> _Goal of the exercise_: Using the Mini Maya project description, decide whether each statement agrees with it: 1. The application was written in Python. 2. Subdivision relies on a half-edge data structure. 3. Edited mesh geometry can be exported as .usd files. For each one, answer yes or no and quote the words from the description that settle it.

> _Extract provided_:
============

Summary

Mini Maya is a lightweight 3D mesh-editing application developed in C++ and Qt, designed to replicate core features of commercial DCC software for educational purposes. The tool enables users to import OBJ files, interactively edit polygonal meshes, and apply Catmull-Clark subdivision using a half-edge data structure. It includes a real-time GLSL-powered OpenGL viewport for visual feedback, skeleton binding for basic rigging and transformations, and export capabilities to the OpenUSD format. This project reflects a practical understanding of mesh topology, graphics rendering, and GUI development.

Motivation

Mini Maya was built to explore the practical implementation of a 3D modeling interface that supports direct manipulation of mesh topology and geometry. The project aims to provide a minimal but functional environment for understanding how features like subdivision, skeleton binding, and real-time feedback are orchestrated in desktop-based DCC tools. It serves as a sort-of testbed for experimenting with graphics programming concepts and custom data structures in a controlled setting.

Achievements

1. Interactive Half-Edge Editing Interface: Developed a custom half-edge mesh structure with GUI tools for splitting edges, triangulating faces, adjusting vertex positions, and editing face colors.
2. Catmull-Clark Subdivision with Real-Time Feedback: Implemented recursive Catmull-Clark subdivision with GLSL-based viewport rendering to visualize smoothed geometry as users edit the mesh.
3. Basic Skeleton Binding and Transformation: Enabled users to import a joint hierarchy and bind it to the mesh for simple joint-driven transformations and deformation preview within the editor.
4. Export to OpenUSD Format: Integrated native USD C++ modules with a custom CMake setup to export edited mesh geometry as structured .usd files.

============

> _Given records_:
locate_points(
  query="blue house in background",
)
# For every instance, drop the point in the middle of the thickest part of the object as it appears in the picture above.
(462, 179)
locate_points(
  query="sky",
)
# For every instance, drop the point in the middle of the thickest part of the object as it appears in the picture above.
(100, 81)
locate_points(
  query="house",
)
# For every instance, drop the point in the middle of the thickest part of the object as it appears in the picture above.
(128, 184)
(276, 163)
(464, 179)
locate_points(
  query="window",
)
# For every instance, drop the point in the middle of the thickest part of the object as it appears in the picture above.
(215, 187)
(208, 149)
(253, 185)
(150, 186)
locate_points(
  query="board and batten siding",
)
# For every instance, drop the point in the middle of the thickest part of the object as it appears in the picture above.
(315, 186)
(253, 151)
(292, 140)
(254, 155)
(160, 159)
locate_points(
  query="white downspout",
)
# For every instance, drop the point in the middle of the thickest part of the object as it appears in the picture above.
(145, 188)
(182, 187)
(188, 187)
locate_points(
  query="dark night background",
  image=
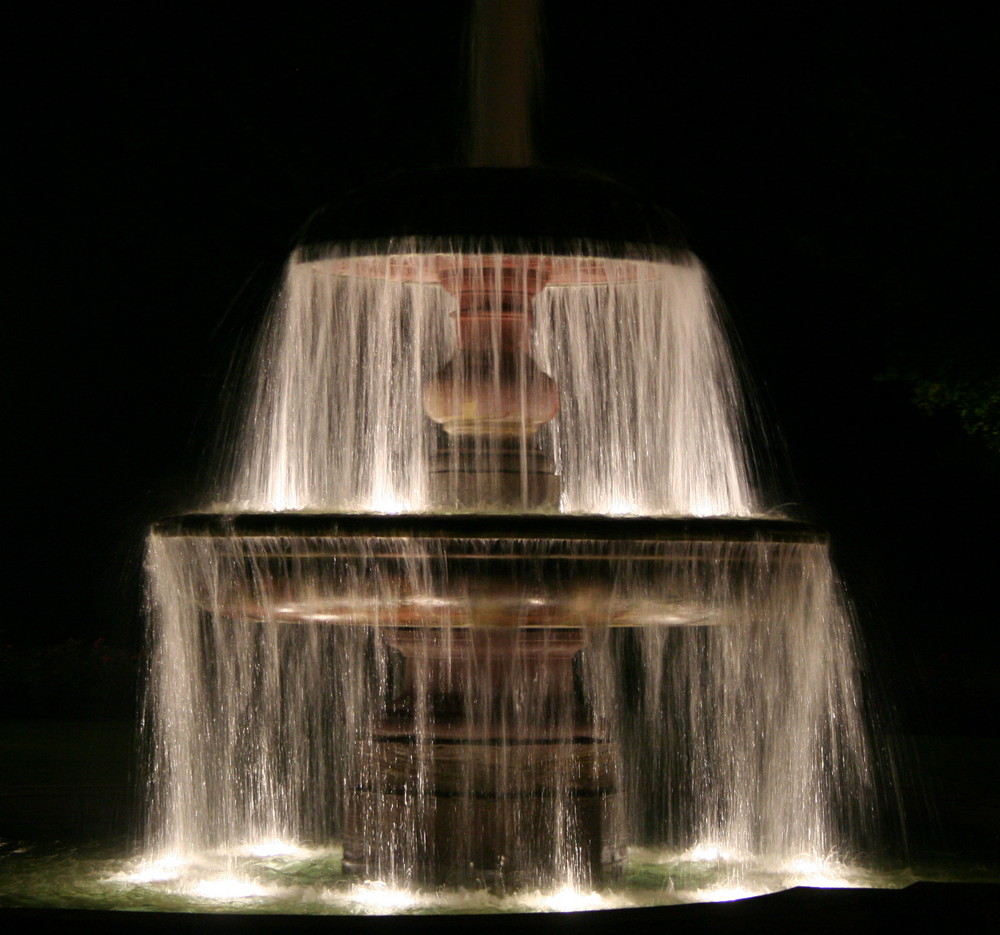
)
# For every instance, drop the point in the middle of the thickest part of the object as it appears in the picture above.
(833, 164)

============

> _Completed task_:
1. No: "developed in C++ and Qt"
2. Yes: "apply Catmull-Clark subdivision using a half-edge data structure"
3. Yes: "export edited mesh geometry as structured .usd files"